_YOUR INSTRUCTIONS:_
Identify every line in the records below that contains the word "roof", and copy each such line.

[Rows of box annotation data]
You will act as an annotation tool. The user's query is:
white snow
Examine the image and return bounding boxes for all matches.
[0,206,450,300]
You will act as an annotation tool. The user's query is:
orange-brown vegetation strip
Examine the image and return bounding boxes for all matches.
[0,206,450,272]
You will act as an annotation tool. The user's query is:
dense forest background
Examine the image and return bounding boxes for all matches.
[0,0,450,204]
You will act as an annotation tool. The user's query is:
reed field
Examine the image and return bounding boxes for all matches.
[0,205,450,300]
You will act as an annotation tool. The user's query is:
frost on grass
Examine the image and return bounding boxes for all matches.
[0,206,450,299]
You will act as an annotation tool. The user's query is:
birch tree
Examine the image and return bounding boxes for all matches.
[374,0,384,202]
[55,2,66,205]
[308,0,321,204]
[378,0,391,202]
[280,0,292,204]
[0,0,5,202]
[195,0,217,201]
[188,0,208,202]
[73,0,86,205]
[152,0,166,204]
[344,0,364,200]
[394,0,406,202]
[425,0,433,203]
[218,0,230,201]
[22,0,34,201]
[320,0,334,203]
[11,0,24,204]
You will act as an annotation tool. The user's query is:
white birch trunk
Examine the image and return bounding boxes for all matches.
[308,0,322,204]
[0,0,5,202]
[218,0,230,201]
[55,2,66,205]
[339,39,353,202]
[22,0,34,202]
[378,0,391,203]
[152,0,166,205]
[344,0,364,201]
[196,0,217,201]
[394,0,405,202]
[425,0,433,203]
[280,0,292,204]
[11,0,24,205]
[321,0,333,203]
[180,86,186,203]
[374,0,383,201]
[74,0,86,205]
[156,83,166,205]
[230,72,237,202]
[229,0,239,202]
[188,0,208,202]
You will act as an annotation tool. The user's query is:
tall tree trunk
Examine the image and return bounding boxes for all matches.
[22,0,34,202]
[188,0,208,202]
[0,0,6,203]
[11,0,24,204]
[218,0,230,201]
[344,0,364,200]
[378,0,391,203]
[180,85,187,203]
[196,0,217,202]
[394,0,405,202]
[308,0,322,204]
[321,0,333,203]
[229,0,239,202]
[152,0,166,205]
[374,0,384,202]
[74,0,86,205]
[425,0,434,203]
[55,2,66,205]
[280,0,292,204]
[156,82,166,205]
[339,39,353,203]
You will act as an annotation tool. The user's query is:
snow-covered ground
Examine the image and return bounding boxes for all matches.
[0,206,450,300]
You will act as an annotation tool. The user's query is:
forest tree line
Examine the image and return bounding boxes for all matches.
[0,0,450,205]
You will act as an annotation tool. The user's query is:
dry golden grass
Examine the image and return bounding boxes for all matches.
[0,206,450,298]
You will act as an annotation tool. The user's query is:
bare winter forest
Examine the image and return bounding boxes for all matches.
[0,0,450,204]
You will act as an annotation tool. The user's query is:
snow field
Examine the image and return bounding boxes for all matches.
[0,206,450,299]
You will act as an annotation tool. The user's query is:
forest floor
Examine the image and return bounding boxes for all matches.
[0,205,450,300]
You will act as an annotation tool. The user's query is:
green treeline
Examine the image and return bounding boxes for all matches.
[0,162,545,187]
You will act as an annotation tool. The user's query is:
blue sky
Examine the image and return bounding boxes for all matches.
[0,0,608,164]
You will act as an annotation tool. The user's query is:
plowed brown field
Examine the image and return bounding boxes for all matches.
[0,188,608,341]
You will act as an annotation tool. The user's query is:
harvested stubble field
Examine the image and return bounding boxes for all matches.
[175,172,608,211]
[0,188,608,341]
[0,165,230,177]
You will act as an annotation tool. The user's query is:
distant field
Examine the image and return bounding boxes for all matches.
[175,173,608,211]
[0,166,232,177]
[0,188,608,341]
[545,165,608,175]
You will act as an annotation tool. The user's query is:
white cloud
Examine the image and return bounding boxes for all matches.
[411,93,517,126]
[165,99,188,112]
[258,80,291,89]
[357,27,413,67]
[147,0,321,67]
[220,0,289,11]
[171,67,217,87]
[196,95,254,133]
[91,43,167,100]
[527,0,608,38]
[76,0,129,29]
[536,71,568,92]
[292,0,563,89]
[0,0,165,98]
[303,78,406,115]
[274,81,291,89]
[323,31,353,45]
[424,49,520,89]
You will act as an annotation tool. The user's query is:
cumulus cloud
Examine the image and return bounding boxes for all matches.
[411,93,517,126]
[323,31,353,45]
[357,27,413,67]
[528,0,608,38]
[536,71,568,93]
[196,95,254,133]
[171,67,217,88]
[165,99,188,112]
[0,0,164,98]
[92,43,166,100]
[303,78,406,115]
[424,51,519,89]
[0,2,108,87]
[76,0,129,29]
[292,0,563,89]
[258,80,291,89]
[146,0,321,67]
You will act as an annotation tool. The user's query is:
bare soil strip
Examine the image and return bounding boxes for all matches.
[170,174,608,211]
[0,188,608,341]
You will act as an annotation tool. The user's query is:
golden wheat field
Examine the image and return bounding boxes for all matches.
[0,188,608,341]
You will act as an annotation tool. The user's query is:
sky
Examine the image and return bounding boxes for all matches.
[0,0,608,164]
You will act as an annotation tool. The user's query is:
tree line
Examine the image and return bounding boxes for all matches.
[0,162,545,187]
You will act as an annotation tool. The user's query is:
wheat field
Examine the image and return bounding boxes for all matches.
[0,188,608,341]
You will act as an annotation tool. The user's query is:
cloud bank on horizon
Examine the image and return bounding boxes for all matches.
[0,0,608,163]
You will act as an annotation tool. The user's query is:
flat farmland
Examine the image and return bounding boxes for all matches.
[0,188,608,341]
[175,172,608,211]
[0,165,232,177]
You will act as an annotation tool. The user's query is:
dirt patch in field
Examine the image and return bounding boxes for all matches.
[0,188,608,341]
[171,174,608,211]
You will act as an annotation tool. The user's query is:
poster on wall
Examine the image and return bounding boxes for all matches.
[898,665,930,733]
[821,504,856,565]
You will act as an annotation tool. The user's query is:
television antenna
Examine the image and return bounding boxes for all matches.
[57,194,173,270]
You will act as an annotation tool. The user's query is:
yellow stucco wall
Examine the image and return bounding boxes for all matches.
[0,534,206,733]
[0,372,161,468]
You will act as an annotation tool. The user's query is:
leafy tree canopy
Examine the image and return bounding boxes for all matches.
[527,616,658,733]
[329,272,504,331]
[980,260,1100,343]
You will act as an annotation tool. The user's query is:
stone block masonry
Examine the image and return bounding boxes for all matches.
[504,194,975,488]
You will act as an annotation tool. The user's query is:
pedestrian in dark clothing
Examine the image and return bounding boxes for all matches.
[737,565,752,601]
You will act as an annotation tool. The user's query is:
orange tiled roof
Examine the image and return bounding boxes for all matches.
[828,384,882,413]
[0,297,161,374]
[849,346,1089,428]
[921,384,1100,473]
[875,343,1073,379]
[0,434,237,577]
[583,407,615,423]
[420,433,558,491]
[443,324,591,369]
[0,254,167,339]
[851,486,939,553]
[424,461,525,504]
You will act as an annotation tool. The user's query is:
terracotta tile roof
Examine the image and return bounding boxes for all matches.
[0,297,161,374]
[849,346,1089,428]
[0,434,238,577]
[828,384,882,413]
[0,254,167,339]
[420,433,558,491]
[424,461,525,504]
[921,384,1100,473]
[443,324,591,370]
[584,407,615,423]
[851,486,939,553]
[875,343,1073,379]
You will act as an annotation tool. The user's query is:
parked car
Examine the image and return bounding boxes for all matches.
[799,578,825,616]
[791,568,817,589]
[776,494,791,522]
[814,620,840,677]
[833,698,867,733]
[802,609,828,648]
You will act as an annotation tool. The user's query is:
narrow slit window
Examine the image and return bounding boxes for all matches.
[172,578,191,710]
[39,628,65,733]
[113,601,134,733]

_TASK RESPONSE:_
orange tiled roof
terracotta tile roof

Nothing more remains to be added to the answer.